> [SOURCE EXCERPT]:
*-*-*

There is no explanation as to why her estimate of value has gone up 3-4 fold.

AT Company

235.

This company is described as being Ukraine’s largest owner of fibre-optic infrastructure and “the basis for the internet in Ukraine”. Two press articles dated August 2018 describe H as owning 50% of the company. The articles describe how before “the crisis” AT Company was valued at €60-80m. It is not clear what “crisis” is being discussed. It is W’s case that H owns 100% or, possibly, 50%.

236.

Trying to delve into the extent of H’s interest in AT Company and its value is like driving into a cul-de-sac. AT Company was founded in December 2002 and on H’s case it was founded by six families of which the S family were one, but it became clear that most if not all of the registered shareholders operated only as bare nominees holding for undisclosed 3rd parties by way of private agreements. It is therefore extremely difficult to draw any firm conclusions about H (or on his case the family’s) percentage ownership. H places this at 16.5% and W asserts it to be at least 50%. The registered shareholding as at 22 January 2019 lists Mrs S as holding 33.5% but notes that she holds 17% of those as nominee for E Ltd. H accepts that, for a time in 2018, 50% was owned by his offshore company SOM Ltd but he again asserts that this was as bare nominee on the basis of private agreements and that it does not reflect his true beneficial ownership at any time during the company’s history.

237.

A valuation provided by H of the company prepared by consultants in 2019 put its market value at the equivalent of £3.25m. W instructed Grant Thornton to review that report but there were substantial limitations on what they could do due to the lack of access to the company’s full books and records. All they were able to conclude was that they were unable to see why any valuation as at April 2019 would not be at least equal to the value of the business adjusted net assets which were some £10m. As they had no access to relevant documents, they could not begin to assess what the proper valuation might be. I am in no better position.

238.

The only other business with which H is said to be connected of which I had any evidence was CE LLC. This is a business of which the majority owners are IK and his wife but with H having a significant minority interest. I have no accounts or valuation of that business but it is clear that IK has significant hopes for its future, and the tenor of his evidence was that even if the repayment of his monies came from no other source, H’s interest in CE LLC provided considerable comfort. I do not accept H’s assertion that the value of his interest is only £21k in the light of IK’s evidence.

*-*-*

> [A block of data]:
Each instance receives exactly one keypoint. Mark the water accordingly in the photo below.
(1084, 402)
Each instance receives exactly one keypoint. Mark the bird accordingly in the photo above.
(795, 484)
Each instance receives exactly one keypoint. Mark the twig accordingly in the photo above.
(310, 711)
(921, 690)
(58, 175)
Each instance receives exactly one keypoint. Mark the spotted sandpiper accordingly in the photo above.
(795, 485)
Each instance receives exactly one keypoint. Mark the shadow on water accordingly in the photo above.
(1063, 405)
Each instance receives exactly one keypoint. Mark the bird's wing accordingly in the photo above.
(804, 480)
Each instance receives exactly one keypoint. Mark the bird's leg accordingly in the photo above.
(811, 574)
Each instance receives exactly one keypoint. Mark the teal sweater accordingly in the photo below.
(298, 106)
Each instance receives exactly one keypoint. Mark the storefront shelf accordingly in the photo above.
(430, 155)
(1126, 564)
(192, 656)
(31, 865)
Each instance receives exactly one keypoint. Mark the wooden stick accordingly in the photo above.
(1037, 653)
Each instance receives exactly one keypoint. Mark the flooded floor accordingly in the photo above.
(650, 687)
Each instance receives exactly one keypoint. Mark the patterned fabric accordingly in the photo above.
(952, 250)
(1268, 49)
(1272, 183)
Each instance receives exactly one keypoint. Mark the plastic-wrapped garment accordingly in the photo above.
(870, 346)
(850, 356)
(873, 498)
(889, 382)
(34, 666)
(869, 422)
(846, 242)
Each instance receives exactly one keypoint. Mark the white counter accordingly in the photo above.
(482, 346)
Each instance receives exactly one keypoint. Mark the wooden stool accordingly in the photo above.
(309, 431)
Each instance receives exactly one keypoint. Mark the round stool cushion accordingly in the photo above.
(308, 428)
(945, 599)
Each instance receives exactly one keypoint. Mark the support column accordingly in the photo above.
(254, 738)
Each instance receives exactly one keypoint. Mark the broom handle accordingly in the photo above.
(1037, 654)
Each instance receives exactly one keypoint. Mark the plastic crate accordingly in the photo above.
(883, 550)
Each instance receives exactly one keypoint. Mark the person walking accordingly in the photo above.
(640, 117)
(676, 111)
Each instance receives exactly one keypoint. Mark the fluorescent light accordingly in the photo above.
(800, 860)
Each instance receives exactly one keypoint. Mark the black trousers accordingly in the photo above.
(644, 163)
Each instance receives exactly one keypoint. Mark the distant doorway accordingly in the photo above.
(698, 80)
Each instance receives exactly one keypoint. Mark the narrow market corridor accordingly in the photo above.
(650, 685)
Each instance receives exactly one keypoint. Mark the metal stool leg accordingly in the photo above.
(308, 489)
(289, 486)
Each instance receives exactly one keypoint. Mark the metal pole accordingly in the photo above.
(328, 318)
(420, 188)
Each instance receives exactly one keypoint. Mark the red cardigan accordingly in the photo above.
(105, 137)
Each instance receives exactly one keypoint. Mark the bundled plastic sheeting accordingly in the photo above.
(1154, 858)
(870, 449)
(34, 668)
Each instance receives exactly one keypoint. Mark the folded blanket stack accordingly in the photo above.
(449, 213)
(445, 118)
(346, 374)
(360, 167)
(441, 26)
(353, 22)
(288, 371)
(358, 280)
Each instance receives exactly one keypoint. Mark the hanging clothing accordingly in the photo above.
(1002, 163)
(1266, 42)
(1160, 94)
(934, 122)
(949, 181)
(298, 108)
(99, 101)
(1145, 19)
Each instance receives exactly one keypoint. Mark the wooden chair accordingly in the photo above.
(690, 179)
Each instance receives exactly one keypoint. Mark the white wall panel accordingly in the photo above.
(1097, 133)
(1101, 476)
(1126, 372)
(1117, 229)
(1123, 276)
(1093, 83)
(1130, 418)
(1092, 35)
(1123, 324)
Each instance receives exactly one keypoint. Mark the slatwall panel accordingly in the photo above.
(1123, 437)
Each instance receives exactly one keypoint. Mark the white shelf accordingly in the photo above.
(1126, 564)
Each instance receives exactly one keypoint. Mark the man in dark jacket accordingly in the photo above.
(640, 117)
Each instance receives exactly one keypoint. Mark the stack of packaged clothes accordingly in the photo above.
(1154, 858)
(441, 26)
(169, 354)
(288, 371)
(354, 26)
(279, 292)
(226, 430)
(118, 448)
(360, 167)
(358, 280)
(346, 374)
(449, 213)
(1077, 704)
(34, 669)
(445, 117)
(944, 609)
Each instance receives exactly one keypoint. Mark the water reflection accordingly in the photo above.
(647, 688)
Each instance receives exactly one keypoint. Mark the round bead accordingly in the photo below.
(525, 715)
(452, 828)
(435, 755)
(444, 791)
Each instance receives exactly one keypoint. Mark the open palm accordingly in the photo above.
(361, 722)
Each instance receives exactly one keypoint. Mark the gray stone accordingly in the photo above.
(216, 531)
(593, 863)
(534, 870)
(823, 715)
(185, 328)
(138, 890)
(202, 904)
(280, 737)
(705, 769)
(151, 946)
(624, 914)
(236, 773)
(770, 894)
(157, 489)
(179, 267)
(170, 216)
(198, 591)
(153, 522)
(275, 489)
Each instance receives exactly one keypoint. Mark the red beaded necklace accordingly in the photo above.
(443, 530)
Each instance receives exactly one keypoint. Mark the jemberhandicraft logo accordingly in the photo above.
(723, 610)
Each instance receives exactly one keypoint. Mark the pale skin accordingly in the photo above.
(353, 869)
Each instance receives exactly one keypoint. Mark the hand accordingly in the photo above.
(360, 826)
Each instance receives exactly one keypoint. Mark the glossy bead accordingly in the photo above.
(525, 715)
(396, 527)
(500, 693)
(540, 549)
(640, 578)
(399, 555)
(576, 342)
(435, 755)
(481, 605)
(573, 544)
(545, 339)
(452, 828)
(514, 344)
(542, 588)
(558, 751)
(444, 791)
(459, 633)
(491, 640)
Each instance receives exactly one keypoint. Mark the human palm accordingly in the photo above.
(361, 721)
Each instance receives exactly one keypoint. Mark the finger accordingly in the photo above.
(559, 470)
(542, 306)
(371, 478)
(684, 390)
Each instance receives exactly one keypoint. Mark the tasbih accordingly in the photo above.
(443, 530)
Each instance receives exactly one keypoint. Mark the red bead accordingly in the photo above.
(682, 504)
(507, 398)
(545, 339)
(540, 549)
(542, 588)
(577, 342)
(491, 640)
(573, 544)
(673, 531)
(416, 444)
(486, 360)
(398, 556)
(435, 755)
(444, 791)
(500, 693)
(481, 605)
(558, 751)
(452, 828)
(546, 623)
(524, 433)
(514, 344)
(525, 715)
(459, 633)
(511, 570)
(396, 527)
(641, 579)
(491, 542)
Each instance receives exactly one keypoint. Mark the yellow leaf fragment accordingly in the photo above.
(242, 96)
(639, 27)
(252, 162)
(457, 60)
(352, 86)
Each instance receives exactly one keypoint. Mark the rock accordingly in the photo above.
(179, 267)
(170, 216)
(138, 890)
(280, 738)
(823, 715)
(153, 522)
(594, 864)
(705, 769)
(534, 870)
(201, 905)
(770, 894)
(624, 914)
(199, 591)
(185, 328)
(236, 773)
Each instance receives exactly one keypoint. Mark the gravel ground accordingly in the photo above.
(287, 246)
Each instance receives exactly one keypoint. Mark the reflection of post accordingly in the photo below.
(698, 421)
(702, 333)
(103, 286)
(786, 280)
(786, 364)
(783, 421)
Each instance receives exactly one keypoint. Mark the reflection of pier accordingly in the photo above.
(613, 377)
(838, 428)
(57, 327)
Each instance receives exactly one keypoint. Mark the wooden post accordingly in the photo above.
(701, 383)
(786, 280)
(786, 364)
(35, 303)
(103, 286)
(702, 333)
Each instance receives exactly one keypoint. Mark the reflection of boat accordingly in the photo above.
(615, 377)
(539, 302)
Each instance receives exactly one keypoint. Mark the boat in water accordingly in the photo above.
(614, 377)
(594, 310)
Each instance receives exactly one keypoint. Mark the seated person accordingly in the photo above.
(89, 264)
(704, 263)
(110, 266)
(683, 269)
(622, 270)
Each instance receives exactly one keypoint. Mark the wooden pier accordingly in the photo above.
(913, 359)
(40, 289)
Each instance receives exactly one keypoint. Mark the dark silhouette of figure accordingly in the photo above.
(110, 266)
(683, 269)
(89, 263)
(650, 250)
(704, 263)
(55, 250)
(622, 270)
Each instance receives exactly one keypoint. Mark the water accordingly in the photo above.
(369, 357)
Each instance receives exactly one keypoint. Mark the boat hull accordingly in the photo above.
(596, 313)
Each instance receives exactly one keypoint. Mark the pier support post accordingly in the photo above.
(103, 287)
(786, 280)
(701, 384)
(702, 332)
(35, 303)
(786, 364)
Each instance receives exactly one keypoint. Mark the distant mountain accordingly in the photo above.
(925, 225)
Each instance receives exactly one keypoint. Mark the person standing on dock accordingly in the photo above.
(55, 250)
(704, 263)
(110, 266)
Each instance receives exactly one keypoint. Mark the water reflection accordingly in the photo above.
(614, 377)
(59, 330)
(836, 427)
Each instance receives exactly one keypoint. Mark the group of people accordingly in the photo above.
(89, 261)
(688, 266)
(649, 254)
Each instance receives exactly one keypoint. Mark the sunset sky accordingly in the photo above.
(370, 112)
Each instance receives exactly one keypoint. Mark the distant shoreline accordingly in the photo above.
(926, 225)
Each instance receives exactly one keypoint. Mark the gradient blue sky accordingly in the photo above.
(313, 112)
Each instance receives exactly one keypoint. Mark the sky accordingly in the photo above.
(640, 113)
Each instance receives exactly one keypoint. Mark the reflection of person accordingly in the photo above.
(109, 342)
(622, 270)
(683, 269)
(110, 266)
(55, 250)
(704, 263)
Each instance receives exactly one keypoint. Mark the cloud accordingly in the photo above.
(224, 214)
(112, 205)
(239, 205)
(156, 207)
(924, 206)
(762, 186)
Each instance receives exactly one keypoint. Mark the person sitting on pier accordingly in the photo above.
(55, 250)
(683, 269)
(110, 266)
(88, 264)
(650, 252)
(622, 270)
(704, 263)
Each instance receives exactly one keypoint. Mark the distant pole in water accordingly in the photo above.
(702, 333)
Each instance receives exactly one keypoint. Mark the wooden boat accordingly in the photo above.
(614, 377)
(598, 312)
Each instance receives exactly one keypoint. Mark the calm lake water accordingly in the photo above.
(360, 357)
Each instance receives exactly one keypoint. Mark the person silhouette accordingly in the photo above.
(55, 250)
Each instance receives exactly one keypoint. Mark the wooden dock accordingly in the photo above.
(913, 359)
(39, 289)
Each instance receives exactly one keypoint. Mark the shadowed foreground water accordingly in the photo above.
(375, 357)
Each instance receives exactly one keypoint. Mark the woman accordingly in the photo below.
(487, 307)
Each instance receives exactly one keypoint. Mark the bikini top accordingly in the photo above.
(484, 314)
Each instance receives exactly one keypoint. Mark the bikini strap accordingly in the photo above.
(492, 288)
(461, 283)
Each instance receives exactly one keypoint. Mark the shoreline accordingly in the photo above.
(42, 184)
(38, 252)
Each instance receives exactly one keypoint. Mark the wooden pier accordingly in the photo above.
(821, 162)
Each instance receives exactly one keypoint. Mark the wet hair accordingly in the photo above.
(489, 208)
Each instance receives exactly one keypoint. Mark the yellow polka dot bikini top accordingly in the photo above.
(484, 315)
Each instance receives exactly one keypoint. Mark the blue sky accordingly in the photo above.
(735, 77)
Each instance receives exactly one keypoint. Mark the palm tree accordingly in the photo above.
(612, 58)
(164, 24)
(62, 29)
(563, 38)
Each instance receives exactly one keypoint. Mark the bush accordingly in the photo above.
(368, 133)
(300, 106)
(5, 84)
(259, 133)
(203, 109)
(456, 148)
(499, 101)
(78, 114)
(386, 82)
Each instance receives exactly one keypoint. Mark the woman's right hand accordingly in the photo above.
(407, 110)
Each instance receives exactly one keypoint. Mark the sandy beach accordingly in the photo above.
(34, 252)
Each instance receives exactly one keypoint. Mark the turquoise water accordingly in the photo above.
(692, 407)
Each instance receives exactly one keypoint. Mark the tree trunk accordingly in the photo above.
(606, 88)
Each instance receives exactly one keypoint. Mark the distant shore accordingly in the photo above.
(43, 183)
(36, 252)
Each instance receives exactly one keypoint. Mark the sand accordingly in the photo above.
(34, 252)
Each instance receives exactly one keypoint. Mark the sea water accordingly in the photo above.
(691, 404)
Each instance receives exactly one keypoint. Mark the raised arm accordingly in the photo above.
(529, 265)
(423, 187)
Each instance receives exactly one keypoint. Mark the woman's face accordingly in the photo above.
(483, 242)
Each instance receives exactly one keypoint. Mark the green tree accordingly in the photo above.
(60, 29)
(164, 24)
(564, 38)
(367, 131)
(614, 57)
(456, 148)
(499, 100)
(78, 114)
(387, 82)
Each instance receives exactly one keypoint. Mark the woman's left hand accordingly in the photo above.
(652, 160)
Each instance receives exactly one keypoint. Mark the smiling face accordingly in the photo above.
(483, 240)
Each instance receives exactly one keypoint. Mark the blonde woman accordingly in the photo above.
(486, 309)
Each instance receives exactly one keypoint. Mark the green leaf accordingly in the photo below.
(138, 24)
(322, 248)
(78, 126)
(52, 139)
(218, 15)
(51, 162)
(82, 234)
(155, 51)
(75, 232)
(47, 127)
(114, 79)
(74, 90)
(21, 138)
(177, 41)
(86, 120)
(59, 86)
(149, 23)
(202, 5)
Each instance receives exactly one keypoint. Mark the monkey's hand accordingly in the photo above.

*-*-*

> [WHAT THIS EXERCISE ASKS]:
- A) Reproduce the portion of the judgment extract on H's business interests that starts with "The only other" and goes on through "of IK’s evidence.".
- B) Write the next part of the judgment extract on H's business interests, continuing from its final sentence.

> [ANSWERS TO THE EXERCISE]:
- A)
The only other business with which H is said to be connected of which I had any evidence was CE LLC. This is a business of which the majority owners are IK and his wife but with H having a significant minority interest. I have no accounts or valuation of that business but it is clear that IK has significant hopes for its future, and the tenor of his evidence was that even if the repayment of his monies came from no other source, H’s interest in CE LLC provided considerable comfort. I do not accept H’s assertion that the value of his interest is only £21k in the light of IK’s evidence.

- B)
239.

H’s expertise lies in telecommunications. He is an entrepreneur. He has been a very successful businessman. There is no evidence that his lifestyle, of which I know little, has been adversely affected by lack of funds. I find it inconceivable that he has no business interests of any substance in Ukraine, albeit that I cannot place even a bracket on his wealth.

240.

I do not accept that H has any liabilities of which I need to take cognizance. I do not accept his asserted liability to GS. If he does have any liability to IK or Mrs R it is comfortably covered by his assets in Ukraine.

241.

H describes having an income of some £10k pa. How that is compatible with his offer of child maintenance and school fees is unexplained.

W’s assets

242.

It was agreed that W is the owner of a flat in Kiev with a value of somewhere between £100-200k and some parking spaces worth somewhere in the region of £50k. The flat is currently frozen as a result of the Ukrainian proceedings taken against her.

243.

There is a significant dispute between the parties as to whether W is or is not the holder of some shares in 6 companies in Ukraine. She relies on a document which she says she found on a joint computer in the family home as showing her as having holdings. She says that she knew nothing about them and that H must have purchased them for himself in her name. H says it is not a document which he has ever seen. It is unnecessary to make any finding on it.

244.

It may be that W does have some small shareholdings although a number of companies in which H has asserted she has an interest have turned out to have a shareholder who is a namesake and not W. No estimate of value is given by H and when W offered to transfer any shares that she had to H, he quickly dismissed the offer as being of no value. I therefore accord the shares no value.

W liabilities

245.

W has liabilities which she calculates at about £3.1m. The extent of these liabilities has caused me concern. Her schedule of costs puts the financial remedy total at £1.67m. Bearing in mind that this case has overrun by some 3 days, the figure is only likely to be revised upwards. If interest charged by the litigation lenders is added the total comes to some £2.25m. Additionally, she has incurred £204k by way of costs in children proceedings with another £90k by way of interest and fees. Thus, her total expenditure on costs is between £2.5-2.6m inclusive of interest. This is a very large sum in the context of this case and is to be compared with £305k paid by H, £105k paid by AS and approximately £200k paid by GS. Amalgamating their costs to a total of £610k and excluding interest costs and children’s costs, W’s costs of the financial proceedings are still some 2.5 times that which has been spent by H, AS and GS.

246.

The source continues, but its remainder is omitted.